Records shown =

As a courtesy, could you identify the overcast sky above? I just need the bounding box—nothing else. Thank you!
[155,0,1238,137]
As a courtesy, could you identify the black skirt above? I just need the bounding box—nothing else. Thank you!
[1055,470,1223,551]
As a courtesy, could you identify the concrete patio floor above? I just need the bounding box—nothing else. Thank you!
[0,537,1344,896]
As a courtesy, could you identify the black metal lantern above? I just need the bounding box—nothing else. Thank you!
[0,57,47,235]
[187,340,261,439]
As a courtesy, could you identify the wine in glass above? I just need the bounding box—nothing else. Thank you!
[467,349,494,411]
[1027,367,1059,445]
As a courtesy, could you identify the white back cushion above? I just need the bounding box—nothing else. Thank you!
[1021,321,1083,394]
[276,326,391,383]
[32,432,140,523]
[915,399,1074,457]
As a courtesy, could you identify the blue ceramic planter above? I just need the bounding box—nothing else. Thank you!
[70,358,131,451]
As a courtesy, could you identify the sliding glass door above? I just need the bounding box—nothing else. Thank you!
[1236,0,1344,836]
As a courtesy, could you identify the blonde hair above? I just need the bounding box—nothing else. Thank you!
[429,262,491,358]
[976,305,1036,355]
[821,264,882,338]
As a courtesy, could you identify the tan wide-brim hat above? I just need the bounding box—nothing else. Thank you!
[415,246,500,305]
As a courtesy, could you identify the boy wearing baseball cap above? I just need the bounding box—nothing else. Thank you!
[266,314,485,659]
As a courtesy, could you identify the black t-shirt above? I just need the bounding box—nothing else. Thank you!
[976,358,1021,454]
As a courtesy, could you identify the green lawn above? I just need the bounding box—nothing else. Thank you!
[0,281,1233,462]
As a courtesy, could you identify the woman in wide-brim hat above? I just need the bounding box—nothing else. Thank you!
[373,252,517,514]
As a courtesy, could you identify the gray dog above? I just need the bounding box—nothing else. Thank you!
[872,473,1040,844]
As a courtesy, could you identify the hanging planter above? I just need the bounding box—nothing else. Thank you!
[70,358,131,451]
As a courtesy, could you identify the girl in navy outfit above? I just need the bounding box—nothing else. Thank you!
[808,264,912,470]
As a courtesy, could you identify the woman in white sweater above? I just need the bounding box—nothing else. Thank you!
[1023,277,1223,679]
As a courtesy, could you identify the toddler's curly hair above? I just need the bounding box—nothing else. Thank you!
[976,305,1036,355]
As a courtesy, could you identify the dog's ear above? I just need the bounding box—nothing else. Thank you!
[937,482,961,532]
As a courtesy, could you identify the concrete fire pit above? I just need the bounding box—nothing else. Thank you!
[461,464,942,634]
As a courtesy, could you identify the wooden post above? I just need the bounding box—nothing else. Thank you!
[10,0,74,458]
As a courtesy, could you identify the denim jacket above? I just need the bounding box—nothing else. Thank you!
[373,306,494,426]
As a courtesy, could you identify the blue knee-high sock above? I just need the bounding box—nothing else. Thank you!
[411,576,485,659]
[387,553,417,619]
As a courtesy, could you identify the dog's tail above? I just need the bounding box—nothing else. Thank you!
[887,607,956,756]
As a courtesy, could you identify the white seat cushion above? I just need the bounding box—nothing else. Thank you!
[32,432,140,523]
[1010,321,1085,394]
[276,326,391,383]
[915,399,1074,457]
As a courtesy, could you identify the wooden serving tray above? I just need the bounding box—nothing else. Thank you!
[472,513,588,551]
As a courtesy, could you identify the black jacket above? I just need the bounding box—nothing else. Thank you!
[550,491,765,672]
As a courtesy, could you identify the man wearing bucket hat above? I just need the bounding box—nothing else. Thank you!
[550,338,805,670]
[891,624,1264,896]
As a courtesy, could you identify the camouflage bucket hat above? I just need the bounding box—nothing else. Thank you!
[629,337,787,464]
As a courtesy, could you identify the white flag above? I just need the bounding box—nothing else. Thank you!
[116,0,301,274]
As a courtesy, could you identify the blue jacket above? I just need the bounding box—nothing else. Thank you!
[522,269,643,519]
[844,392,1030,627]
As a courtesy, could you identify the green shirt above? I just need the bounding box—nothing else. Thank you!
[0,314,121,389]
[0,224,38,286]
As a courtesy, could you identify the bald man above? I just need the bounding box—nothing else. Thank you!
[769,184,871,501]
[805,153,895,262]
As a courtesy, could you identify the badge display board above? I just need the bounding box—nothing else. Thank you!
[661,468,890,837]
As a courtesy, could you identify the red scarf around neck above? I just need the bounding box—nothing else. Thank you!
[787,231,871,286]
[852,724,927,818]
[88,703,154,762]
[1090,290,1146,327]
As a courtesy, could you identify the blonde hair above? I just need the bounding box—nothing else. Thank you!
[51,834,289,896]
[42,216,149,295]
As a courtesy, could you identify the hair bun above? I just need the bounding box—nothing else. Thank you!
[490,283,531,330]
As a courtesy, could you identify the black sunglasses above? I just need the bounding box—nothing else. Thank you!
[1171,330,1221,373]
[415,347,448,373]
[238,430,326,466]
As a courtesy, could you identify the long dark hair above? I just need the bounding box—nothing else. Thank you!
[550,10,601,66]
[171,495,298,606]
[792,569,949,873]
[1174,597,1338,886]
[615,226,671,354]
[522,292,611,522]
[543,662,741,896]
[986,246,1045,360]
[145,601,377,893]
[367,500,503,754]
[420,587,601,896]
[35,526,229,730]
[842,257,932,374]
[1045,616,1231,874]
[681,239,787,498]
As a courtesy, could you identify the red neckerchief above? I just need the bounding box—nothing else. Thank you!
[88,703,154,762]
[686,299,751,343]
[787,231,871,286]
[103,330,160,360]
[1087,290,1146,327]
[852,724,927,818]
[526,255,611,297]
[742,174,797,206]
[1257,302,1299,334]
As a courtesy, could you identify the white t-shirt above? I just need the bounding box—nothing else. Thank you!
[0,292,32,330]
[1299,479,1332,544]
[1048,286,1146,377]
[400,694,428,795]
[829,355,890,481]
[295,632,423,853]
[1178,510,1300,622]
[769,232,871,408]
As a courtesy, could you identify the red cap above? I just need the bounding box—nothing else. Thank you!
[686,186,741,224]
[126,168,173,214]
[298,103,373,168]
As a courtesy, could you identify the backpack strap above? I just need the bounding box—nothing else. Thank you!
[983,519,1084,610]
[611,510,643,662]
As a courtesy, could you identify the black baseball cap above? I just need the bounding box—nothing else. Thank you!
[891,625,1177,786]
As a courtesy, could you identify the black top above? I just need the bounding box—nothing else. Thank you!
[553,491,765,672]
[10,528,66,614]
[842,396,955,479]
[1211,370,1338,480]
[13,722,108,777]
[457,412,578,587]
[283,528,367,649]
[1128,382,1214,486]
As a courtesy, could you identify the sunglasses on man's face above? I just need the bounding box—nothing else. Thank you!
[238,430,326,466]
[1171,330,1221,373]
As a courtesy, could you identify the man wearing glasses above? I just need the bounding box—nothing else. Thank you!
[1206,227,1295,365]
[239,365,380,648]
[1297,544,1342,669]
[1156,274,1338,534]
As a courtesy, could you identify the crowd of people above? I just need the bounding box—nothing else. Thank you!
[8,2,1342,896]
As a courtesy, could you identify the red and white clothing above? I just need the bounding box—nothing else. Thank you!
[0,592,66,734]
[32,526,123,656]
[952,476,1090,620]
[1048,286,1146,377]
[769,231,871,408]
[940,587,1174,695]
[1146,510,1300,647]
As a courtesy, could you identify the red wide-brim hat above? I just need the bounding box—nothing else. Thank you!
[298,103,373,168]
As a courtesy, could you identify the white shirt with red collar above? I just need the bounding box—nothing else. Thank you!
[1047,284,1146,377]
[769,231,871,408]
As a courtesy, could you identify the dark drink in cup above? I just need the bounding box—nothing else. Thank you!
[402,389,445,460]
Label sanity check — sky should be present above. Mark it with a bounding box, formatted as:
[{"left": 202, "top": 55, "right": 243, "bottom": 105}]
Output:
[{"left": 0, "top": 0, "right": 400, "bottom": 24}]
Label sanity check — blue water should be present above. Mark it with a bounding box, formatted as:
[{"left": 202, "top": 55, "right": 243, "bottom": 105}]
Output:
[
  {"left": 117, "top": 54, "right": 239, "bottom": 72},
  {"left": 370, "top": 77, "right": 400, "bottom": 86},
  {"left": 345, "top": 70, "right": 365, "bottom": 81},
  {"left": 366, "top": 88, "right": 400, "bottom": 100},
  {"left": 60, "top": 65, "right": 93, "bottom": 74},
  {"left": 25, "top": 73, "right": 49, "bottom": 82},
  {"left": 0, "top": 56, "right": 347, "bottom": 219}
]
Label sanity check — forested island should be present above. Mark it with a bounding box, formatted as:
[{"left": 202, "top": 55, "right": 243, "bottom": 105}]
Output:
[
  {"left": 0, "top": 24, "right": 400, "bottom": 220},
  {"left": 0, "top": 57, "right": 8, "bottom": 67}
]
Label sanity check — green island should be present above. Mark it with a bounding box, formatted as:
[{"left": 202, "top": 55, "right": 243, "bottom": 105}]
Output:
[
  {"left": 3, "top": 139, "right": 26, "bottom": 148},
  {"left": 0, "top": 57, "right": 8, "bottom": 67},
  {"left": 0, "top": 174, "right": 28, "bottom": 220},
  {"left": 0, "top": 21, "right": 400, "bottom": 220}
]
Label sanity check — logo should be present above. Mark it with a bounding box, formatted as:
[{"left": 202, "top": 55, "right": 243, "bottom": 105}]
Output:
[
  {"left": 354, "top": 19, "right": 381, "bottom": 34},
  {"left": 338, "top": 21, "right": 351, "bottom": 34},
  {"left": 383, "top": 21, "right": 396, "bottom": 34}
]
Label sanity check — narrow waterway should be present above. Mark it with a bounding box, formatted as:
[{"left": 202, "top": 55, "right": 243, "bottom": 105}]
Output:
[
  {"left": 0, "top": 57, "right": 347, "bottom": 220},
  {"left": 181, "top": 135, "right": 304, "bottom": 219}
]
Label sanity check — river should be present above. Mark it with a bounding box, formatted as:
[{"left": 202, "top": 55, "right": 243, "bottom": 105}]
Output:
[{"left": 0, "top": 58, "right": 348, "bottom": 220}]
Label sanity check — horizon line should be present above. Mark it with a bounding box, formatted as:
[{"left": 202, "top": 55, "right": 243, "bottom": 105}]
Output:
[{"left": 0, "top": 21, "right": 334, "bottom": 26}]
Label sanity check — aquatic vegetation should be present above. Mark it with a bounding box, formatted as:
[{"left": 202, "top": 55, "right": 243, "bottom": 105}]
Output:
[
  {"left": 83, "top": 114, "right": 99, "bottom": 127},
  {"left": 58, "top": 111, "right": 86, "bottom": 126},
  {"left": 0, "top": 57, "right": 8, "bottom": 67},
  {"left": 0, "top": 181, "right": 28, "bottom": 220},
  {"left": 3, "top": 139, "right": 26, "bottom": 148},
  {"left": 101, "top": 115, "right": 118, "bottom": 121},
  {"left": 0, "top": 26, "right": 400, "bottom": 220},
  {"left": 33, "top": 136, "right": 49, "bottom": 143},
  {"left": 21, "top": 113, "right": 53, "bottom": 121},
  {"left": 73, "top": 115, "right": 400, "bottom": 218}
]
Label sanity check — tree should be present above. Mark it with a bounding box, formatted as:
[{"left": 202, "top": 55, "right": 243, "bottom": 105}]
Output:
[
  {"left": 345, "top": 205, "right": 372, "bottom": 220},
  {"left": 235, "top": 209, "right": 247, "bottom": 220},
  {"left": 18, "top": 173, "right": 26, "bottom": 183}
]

Exercise instructions = Reproduce word for word every line of the records from the one containing "Label sanity check — tree" through the end, inclusive.

Response =
Label sanity check — tree should be present above. Mark it with a bounding box, formatted as:
[{"left": 202, "top": 55, "right": 243, "bottom": 105}]
Output:
[
  {"left": 345, "top": 205, "right": 372, "bottom": 220},
  {"left": 235, "top": 209, "right": 247, "bottom": 220},
  {"left": 18, "top": 173, "right": 26, "bottom": 183}
]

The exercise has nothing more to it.